:: Document ::
────────────────────────────────────────

1.4 Organizing Data
Next, we focus on presenting and summarizing data using different tables and figures.
Given a set of data, how can you present the data? It is essential to plot the data before conducting any data analysis. The definition of descriptive statistics tells us we can use tables and graphs to present the data. Different tables and graphs are used to describe the two different types of data—qualitative and quantitative. Let us start with qualitative variables, then continuous and then discrete variables.
1.4.1 Organizing Qualitative Data
Numerically, we can use frequency or relative frequency tables to summarize qualitative/categorical data. Graphically, we can use pie charts or bar charts.
The distribution of a qualitative variable is given in a frequency (relative frequency) table. For example, the students were asked, “How you came to school today?” Fifty-three students answered by car, 136 by public transportation, nine by bicycle, 74 by walking, and one by other means. The results are summarized in the following table.
Table 1.3: Frequency and Relative Frequency Table of “Transportation”
Transportation | Frequency | Relative Frequency | Percentage |
Car | 53 | 53/273 = 0.1941 | 19.41% |
Public | 136 | 136/273 = 0.4982 | 49.82% |
Bicycle | 9 | 9/273 = 0.0330 | 3.30% |
Walking | 74 | 74/273 = 0.2710 | 27.10% |
Other | 1 | 1/273 = 0.0037 | 0.36% |
Total | 273 | 1.000 | 100% |
- The first column gives all possible outcomes of the variable, which are called categories.

────────────────────────────────────────

:: Stored data ::

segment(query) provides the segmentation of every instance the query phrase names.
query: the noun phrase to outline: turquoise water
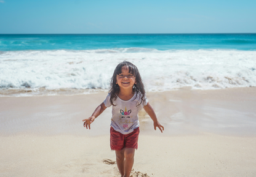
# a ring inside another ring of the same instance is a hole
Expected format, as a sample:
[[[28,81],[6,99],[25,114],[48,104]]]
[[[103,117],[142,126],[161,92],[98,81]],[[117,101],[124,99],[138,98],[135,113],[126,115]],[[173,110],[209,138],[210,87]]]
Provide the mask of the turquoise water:
[[[0,51],[96,50],[256,50],[256,34],[0,34]]]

────────────────────────────────────────

:: Directives ::
• a. Answer these questions from the text on organizing data:
(i) Which two kinds of chart does it name for presenting qualitative data graphically?
(ii) How many students said they came to school by bicycle?
(iii) What are the possible outcomes listed in the table's first column called?
• b. Transcribe the text on organizing data between "Transportation | Frequency" and "are called categories.", inclusive.

:: Outputs by task ::
• a.
(i) Pie charts and bar charts.
(ii) Nine.
(iii) Categories.

• b.
Transportation | Frequency | Relative Frequency | Percentage |
Car | 53 | 53/273 = 0.1941 | 19.41% |
Public | 136 | 136/273 = 0.4982 | 49.82% |
Bicycle | 9 | 9/273 = 0.0330 | 3.30% |
Walking | 74 | 74/273 = 0.2710 | 27.10% |
Other | 1 | 1/273 = 0.0037 | 0.36% |
Total | 273 | 1.000 | 100% |
- The first column gives all possible outcomes of the variable, which are called categories.